Start of Entries shown

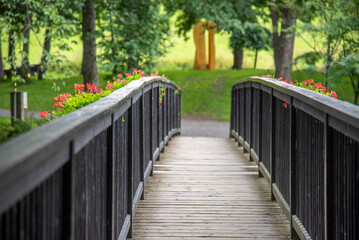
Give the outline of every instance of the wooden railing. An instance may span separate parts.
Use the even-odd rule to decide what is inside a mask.
[[[292,238],[359,239],[359,107],[253,77],[232,87],[231,108],[231,137],[268,180]]]
[[[180,112],[175,84],[142,78],[1,145],[0,239],[131,236],[153,161],[180,133]]]

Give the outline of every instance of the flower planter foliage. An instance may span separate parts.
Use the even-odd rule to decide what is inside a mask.
[[[150,77],[154,76],[159,76],[158,71],[156,71],[155,74],[150,74]],[[86,105],[96,102],[97,100],[100,100],[101,98],[106,97],[113,91],[122,88],[129,82],[137,80],[141,77],[146,76],[142,70],[137,69],[134,69],[132,74],[126,73],[125,78],[123,78],[121,74],[117,74],[117,76],[113,78],[112,82],[107,82],[107,87],[105,90],[102,88],[97,88],[95,84],[75,84],[75,93],[73,95],[70,93],[63,93],[55,97],[53,110],[41,112],[40,117],[51,120],[53,118],[64,116],[76,109],[82,108]],[[164,78],[164,75],[162,75],[162,78]]]
[[[264,77],[264,76],[261,76]],[[313,79],[308,79],[308,80],[304,80],[301,82],[298,82],[297,80],[294,80],[294,82],[288,82],[287,80],[284,80],[282,77],[280,77],[279,79],[273,78],[271,75],[267,75],[267,78],[272,78],[284,83],[288,83],[290,85],[293,86],[297,86],[297,87],[301,87],[301,88],[305,88],[308,90],[312,90],[324,95],[327,95],[328,97],[333,97],[335,99],[337,99],[337,93],[335,91],[328,91],[326,87],[322,86],[321,83],[315,83]]]

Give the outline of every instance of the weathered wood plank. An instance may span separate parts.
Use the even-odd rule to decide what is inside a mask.
[[[145,186],[132,239],[288,239],[289,222],[234,142],[176,137]]]

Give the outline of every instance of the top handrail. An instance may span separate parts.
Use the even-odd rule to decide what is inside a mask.
[[[318,94],[317,92],[309,89],[293,86],[288,83],[283,83],[278,80],[274,80],[266,77],[248,77],[244,78],[232,86],[232,89],[245,82],[260,83],[265,86],[271,87],[281,93],[294,97],[302,102],[320,109],[321,111],[342,120],[352,126],[359,126],[359,106],[338,100],[332,97],[328,97],[324,94]]]

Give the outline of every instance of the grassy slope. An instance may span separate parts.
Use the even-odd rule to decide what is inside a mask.
[[[212,116],[222,121],[230,119],[231,86],[238,80],[254,75],[273,74],[272,70],[217,70],[209,71],[166,71],[168,79],[173,80],[183,90],[182,114]],[[294,72],[293,79],[302,81],[309,76]],[[314,76],[316,82],[324,81],[324,76]],[[341,100],[353,101],[349,81],[332,84]],[[350,94],[348,94],[350,93]]]

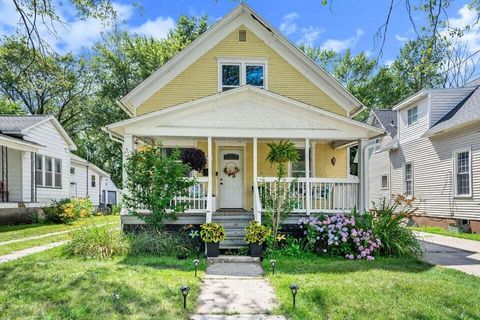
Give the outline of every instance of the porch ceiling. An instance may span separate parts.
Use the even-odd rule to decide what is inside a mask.
[[[0,134],[0,145],[15,149],[15,150],[28,151],[28,152],[37,152],[39,149],[44,147],[35,142],[26,141],[23,139],[7,136],[4,134]]]
[[[383,130],[266,90],[244,86],[106,127],[119,136],[354,140]]]

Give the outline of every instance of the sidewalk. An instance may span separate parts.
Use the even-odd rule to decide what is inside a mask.
[[[284,320],[283,316],[269,315],[277,301],[262,273],[260,263],[250,257],[220,257],[218,262],[210,261],[197,314],[191,319]]]
[[[428,263],[480,276],[480,241],[414,232]]]
[[[37,246],[37,247],[32,247],[32,248],[28,248],[28,249],[24,249],[24,250],[20,250],[20,251],[15,251],[15,252],[6,254],[4,256],[0,256],[0,263],[5,263],[5,262],[8,262],[8,261],[20,259],[20,258],[29,256],[29,255],[34,254],[34,253],[38,253],[38,252],[42,252],[42,251],[45,251],[45,250],[48,250],[48,249],[52,249],[52,248],[61,246],[62,244],[65,244],[66,242],[67,241],[53,242],[53,243],[49,243],[49,244],[46,244],[46,245],[43,245],[43,246]]]

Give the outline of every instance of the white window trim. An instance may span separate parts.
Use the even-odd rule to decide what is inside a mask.
[[[35,186],[37,188],[45,188],[45,189],[63,189],[63,162],[62,162],[62,159],[55,158],[53,156],[42,155],[42,154],[37,154],[37,157],[40,157],[40,159],[42,161],[42,170],[41,170],[41,172],[42,172],[42,184],[36,184],[37,182],[35,180]],[[46,162],[45,158],[52,159],[52,171],[51,172],[47,172],[47,167],[46,167],[47,162]],[[62,184],[60,187],[55,186],[55,160],[60,160],[60,166],[61,166],[60,176],[61,176],[61,184]],[[37,174],[37,163],[35,163],[35,175],[36,174]],[[47,174],[50,174],[51,177],[52,177],[52,185],[51,186],[47,186]]]
[[[468,172],[468,175],[469,175],[469,193],[468,194],[457,194],[457,155],[459,153],[462,153],[462,152],[468,152],[468,169],[469,169],[469,172]],[[472,197],[472,188],[473,188],[473,174],[472,174],[472,147],[466,147],[466,148],[459,148],[459,149],[455,149],[453,150],[453,153],[452,153],[452,158],[453,158],[453,177],[452,177],[452,180],[453,180],[453,183],[452,183],[452,187],[453,187],[453,197],[454,198],[471,198]]]
[[[387,186],[383,186],[383,177],[387,177]],[[382,190],[388,190],[390,187],[390,177],[388,176],[388,173],[383,173],[380,175],[380,188]]]
[[[412,166],[412,194],[407,194],[407,180],[405,179],[406,167],[407,164]],[[407,196],[414,196],[415,195],[415,169],[413,165],[413,161],[407,161],[403,164],[403,193]]]
[[[239,65],[240,66],[240,85],[247,83],[246,67],[251,65],[263,65],[263,89],[268,90],[268,59],[267,58],[229,58],[217,57],[217,73],[218,73],[218,92],[223,91],[222,85],[222,66],[223,65]]]
[[[414,108],[417,108],[417,112],[416,112],[417,117],[416,117],[416,119],[415,119],[414,122],[408,123],[408,120],[409,120],[409,118],[410,118],[410,117],[408,116],[408,111],[410,111],[410,110],[412,110],[412,109],[414,109]],[[416,123],[418,122],[418,106],[413,106],[413,107],[411,107],[411,108],[408,108],[408,109],[406,110],[406,112],[407,112],[407,127],[411,127],[411,126],[413,126],[414,124],[416,124]]]

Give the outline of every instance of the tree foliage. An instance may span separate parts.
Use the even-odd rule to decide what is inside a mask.
[[[178,213],[185,212],[188,203],[173,200],[177,196],[187,196],[188,188],[196,181],[186,178],[190,168],[179,161],[179,157],[178,149],[169,156],[162,156],[160,146],[128,156],[125,168],[127,192],[123,195],[123,204],[129,214],[151,226],[161,227],[165,219],[174,219]],[[151,213],[144,214],[139,209]]]

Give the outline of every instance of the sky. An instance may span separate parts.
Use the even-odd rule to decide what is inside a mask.
[[[239,4],[232,0],[113,1],[123,29],[158,39],[166,37],[181,15],[207,15],[211,24]],[[465,25],[474,21],[475,16],[466,7],[467,1],[453,1],[448,12],[451,23]],[[375,43],[375,33],[385,22],[390,1],[337,0],[332,2],[332,6],[322,5],[321,0],[246,2],[294,43],[307,43],[336,52],[347,49],[353,53],[364,51],[376,57],[380,46]],[[404,2],[396,2],[381,57],[381,62],[385,64],[395,59],[405,41],[415,37]],[[60,15],[66,24],[57,27],[57,37],[47,30],[42,33],[59,52],[83,53],[101,39],[102,32],[112,28],[93,18],[79,20],[72,9],[65,5],[68,1],[58,3]],[[421,22],[422,18],[415,16],[414,19]],[[12,0],[0,0],[0,34],[8,35],[14,32],[17,22],[18,15]],[[463,41],[472,52],[479,50],[478,28],[467,32]]]

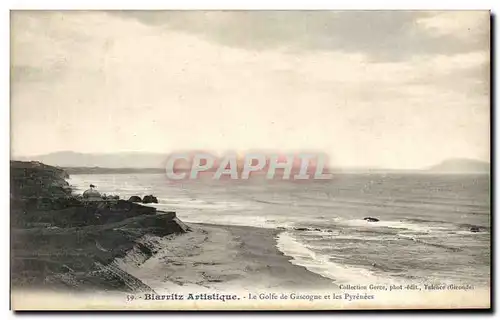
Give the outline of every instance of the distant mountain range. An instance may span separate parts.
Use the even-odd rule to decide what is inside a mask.
[[[16,157],[13,160],[40,161],[47,165],[69,169],[71,173],[125,173],[142,172],[151,169],[151,172],[162,172],[168,154],[146,152],[120,152],[120,153],[77,153],[72,151],[54,152],[38,156]],[[87,169],[88,168],[88,169]],[[109,169],[109,170],[108,170]],[[141,170],[138,170],[141,169]],[[333,172],[349,171],[349,168],[332,168]],[[148,170],[147,170],[148,171]],[[148,171],[148,172],[149,172]],[[414,173],[488,173],[488,162],[453,158],[447,159],[434,166],[416,170],[394,169],[354,169],[353,172],[414,172]]]

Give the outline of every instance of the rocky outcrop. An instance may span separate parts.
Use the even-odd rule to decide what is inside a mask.
[[[478,226],[478,225],[467,224],[467,223],[461,224],[460,228],[462,230],[467,230],[469,232],[474,232],[474,233],[477,233],[477,232],[489,232],[490,231],[489,227]]]
[[[144,198],[141,199],[139,196],[131,196],[128,201],[130,202],[142,202],[142,203],[158,203],[158,198],[153,196],[152,194],[144,196]]]
[[[379,222],[380,220],[377,218],[372,218],[372,217],[366,217],[363,220],[368,221],[368,222]]]
[[[130,198],[128,198],[128,201],[130,201],[130,202],[142,202],[142,199],[139,196],[131,196]]]
[[[304,227],[296,227],[296,228],[293,228],[294,230],[297,230],[297,231],[312,231],[311,229],[309,228],[304,228]]]
[[[470,228],[469,228],[469,231],[470,231],[470,232],[474,232],[474,233],[475,233],[475,232],[483,232],[483,231],[486,231],[486,229],[485,229],[485,228],[483,228],[483,227],[479,227],[479,226],[472,226],[472,227],[470,227]]]
[[[285,227],[278,227],[278,230],[287,230]],[[307,228],[307,227],[293,227],[291,230],[295,231],[319,231],[319,232],[332,232],[329,229],[321,229],[321,228]]]
[[[158,203],[158,198],[153,195],[144,196],[142,203]]]

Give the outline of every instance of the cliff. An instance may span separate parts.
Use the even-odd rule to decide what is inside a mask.
[[[40,162],[10,162],[11,198],[71,195],[64,170]]]
[[[115,260],[134,250],[141,263],[160,237],[188,227],[175,212],[124,200],[82,201],[67,177],[56,167],[11,161],[12,286],[149,291]]]

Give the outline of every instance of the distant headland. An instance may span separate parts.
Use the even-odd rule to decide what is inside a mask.
[[[474,159],[447,159],[428,168],[428,171],[436,173],[489,173],[490,164]]]

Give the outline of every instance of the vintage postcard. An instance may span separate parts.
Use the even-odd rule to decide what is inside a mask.
[[[489,11],[11,11],[14,310],[491,305]]]

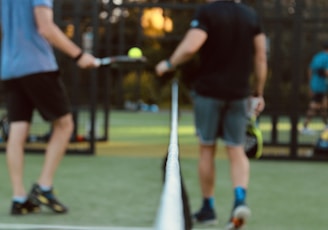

End of Entries shown

Note how many lines in the material hold the word "distant", and give that number by itself.

2